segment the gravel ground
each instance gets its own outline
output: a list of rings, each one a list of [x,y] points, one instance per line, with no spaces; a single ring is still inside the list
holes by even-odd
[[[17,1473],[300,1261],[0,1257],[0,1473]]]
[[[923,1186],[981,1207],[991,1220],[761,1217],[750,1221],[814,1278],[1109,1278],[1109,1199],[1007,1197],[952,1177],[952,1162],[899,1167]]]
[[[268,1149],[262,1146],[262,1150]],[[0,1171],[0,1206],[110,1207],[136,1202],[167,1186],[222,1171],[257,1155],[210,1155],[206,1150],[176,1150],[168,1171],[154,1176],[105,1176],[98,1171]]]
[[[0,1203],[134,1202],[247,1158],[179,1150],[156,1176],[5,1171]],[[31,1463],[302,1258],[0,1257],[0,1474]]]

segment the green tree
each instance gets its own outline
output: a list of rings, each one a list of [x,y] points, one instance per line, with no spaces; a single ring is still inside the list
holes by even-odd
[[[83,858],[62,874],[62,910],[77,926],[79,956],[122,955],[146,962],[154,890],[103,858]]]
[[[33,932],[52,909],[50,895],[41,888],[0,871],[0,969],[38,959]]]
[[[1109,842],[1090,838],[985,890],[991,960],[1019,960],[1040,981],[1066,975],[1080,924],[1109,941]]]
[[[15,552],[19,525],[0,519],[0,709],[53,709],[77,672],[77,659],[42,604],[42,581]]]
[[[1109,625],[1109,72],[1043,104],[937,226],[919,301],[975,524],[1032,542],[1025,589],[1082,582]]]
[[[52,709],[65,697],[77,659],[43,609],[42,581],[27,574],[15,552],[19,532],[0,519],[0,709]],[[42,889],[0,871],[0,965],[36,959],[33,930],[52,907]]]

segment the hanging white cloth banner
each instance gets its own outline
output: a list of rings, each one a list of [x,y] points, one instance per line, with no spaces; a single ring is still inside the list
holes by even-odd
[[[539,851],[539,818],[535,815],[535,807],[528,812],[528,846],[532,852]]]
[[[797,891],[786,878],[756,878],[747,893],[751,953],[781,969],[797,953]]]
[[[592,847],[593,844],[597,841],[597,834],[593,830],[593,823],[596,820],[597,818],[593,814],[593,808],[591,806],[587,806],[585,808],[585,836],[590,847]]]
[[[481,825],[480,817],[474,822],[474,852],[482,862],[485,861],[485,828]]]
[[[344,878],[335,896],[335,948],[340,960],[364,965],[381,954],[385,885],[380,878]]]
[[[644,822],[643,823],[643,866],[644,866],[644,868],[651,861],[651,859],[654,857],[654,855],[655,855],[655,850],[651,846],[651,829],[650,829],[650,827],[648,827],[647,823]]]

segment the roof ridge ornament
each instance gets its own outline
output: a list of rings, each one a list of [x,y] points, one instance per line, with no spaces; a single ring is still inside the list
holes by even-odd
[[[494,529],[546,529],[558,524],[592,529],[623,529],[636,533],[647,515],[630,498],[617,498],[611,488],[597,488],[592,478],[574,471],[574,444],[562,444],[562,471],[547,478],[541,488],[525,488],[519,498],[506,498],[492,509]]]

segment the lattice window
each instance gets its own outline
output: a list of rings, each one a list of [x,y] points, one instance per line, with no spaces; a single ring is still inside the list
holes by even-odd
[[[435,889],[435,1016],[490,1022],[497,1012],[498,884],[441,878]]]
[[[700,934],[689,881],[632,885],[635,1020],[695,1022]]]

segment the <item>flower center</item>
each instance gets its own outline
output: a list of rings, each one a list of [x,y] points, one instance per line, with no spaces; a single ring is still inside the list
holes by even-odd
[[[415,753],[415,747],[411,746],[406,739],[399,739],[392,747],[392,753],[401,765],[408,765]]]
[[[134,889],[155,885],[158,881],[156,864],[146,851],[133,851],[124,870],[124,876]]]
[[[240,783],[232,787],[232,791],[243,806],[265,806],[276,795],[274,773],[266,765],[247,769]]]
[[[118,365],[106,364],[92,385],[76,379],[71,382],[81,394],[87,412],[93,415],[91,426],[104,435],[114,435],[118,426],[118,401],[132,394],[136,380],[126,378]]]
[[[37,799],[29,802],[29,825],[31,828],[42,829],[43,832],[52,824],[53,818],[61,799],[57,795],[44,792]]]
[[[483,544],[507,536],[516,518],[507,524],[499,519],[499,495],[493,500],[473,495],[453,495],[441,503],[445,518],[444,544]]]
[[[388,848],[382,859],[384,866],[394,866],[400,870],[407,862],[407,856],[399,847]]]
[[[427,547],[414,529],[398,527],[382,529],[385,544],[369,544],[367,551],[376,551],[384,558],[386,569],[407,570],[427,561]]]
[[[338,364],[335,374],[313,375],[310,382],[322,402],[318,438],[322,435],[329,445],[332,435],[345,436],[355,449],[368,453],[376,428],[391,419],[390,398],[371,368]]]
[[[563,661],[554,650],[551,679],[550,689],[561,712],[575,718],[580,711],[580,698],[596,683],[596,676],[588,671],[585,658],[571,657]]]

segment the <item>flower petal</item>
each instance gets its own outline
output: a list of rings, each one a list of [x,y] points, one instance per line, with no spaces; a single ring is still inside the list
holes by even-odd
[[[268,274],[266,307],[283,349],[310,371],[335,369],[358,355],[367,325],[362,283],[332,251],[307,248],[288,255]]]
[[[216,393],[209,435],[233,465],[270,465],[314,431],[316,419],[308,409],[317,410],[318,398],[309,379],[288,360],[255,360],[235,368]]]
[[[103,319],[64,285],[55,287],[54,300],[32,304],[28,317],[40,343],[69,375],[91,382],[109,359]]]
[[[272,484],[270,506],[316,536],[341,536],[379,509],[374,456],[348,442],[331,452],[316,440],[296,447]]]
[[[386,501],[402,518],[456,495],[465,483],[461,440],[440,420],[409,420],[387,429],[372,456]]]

== Problem to work on ==
Retype the records in full, keeping every word as it is.

== Task result ==
segment the gravel ground
each instance gets its own outline
output: a list of rings, each one a list of [x,y] points, one instance per line, with no spaces; a single ring is still inside the list
holes by even-odd
[[[17,1473],[300,1261],[0,1257],[0,1473]]]
[[[923,1186],[981,1207],[991,1220],[761,1217],[750,1221],[814,1278],[1109,1278],[1109,1199],[1007,1197],[952,1177],[952,1162],[899,1167]]]
[[[268,1149],[262,1146],[262,1150]],[[0,1171],[0,1206],[110,1207],[136,1202],[167,1186],[222,1171],[257,1155],[210,1155],[206,1150],[176,1150],[168,1171],[154,1176],[105,1176],[98,1171]]]
[[[0,1203],[134,1202],[247,1158],[179,1150],[156,1176],[5,1171]],[[31,1463],[302,1258],[0,1257],[0,1474]]]

segment the green tree
each instance gets its own outline
output: a list of rings, each one a list of [x,y] points, one instance per line, with no spaces; a single ring is still inside the list
holes by even-odd
[[[83,858],[62,874],[62,910],[77,926],[79,956],[122,955],[146,962],[154,890],[103,858]]]
[[[33,932],[52,909],[50,895],[41,888],[0,871],[0,969],[38,959]]]
[[[1109,842],[1090,838],[985,890],[991,960],[1019,960],[1040,981],[1066,975],[1080,924],[1109,941]]]
[[[15,552],[19,525],[0,519],[0,709],[53,709],[77,672],[77,659],[42,604],[42,581]]]
[[[1109,625],[1109,72],[1043,104],[937,226],[919,301],[975,524],[1032,542],[1025,589],[1082,582]]]
[[[52,709],[65,697],[77,659],[43,609],[42,581],[27,574],[15,552],[19,532],[0,519],[0,709]],[[42,889],[0,871],[0,965],[36,959],[33,930],[52,907]]]

segment the hanging white cloth banner
each instance gets its own outline
output: a list of rings, each one a list of [x,y] points, one instance per line, with no spaces; a single ring is still inside the list
holes by even-odd
[[[539,851],[539,818],[535,815],[535,807],[528,812],[528,846],[532,852]]]
[[[797,891],[786,878],[756,878],[747,893],[751,953],[781,969],[797,953]]]
[[[592,847],[593,844],[597,841],[597,834],[593,830],[593,823],[596,820],[597,818],[593,814],[593,808],[591,806],[587,806],[585,808],[585,836],[590,847]]]
[[[481,825],[480,817],[474,822],[474,852],[482,862],[485,861],[485,828]]]
[[[344,878],[335,896],[335,948],[340,960],[364,965],[381,954],[385,885],[380,878]]]
[[[644,822],[643,823],[643,866],[644,866],[644,868],[651,861],[651,859],[654,857],[654,855],[655,855],[655,850],[651,846],[651,829],[650,829],[650,827],[648,827],[647,823]]]

segment the roof ridge ornament
each instance gets its own outline
output: a list of rings, each one a list of [x,y] points, one instance per line, with no spaces; a single ring is still inside the list
holes by even-odd
[[[494,529],[546,529],[558,524],[592,529],[623,529],[636,533],[647,515],[630,498],[617,498],[611,488],[597,488],[592,478],[574,471],[574,444],[562,444],[562,471],[547,478],[541,488],[525,488],[519,498],[506,498],[492,509]]]

segment the lattice window
each instance gets its own outline
output: a list of rings, each one a list of [x,y] points, one instance per line, with no spaces; a single ring is still inside the list
holes by even-odd
[[[435,889],[435,1016],[490,1022],[497,1012],[498,884],[441,878]]]
[[[700,934],[689,881],[632,885],[635,1020],[695,1022]]]

segment the <item>flower center</item>
each instance gets its own outline
output: a list of rings, each one a list of [x,y] points, one instance per line, with no spaces; a single ring is still inside the list
holes by even-odd
[[[415,753],[415,747],[411,746],[406,739],[399,739],[392,747],[392,753],[401,765],[408,765]]]
[[[134,889],[155,885],[158,881],[156,864],[146,851],[133,851],[124,870],[124,876]]]
[[[240,783],[232,787],[232,791],[243,806],[265,806],[276,795],[274,773],[266,765],[247,769]]]
[[[118,365],[106,364],[92,385],[76,379],[71,382],[81,394],[87,412],[93,415],[91,426],[104,435],[114,435],[118,426],[118,401],[132,394],[136,380],[126,378]]]
[[[37,799],[29,802],[29,825],[31,828],[42,829],[43,832],[52,824],[53,818],[61,799],[57,795],[44,792]]]
[[[483,544],[507,536],[516,518],[507,524],[499,519],[499,495],[493,500],[473,495],[453,495],[441,503],[445,518],[444,544]]]
[[[388,848],[382,859],[384,866],[394,866],[400,870],[407,862],[407,856],[399,847]]]
[[[427,547],[414,529],[398,527],[382,529],[385,544],[369,544],[367,551],[376,551],[384,558],[386,569],[407,570],[427,561]]]
[[[338,364],[335,374],[313,375],[310,382],[322,402],[318,438],[322,435],[329,445],[332,435],[345,436],[355,449],[368,453],[376,428],[391,419],[390,398],[371,368]]]
[[[563,661],[554,650],[551,679],[550,689],[561,712],[575,718],[580,711],[580,698],[596,683],[596,676],[588,671],[585,658],[571,657]]]

segment the <item>flower petal</item>
each instance gets its own outline
output: a list of rings, each one a list of [x,y] points, one instance per line, with no spaces; a single ring is still inside the list
holes by even-odd
[[[268,274],[266,307],[283,349],[310,371],[335,369],[358,355],[367,325],[362,283],[332,251],[307,248],[288,255]]]
[[[216,393],[209,435],[233,465],[270,465],[314,431],[316,419],[308,409],[317,410],[318,398],[309,379],[288,360],[255,360],[235,368]]]
[[[103,319],[64,285],[55,287],[54,300],[32,304],[28,317],[40,343],[69,375],[91,382],[109,359]]]
[[[272,484],[270,506],[316,536],[341,536],[379,509],[374,456],[348,442],[331,452],[316,440],[296,447]]]
[[[386,501],[402,518],[456,495],[465,483],[461,440],[440,420],[409,420],[387,429],[372,456]]]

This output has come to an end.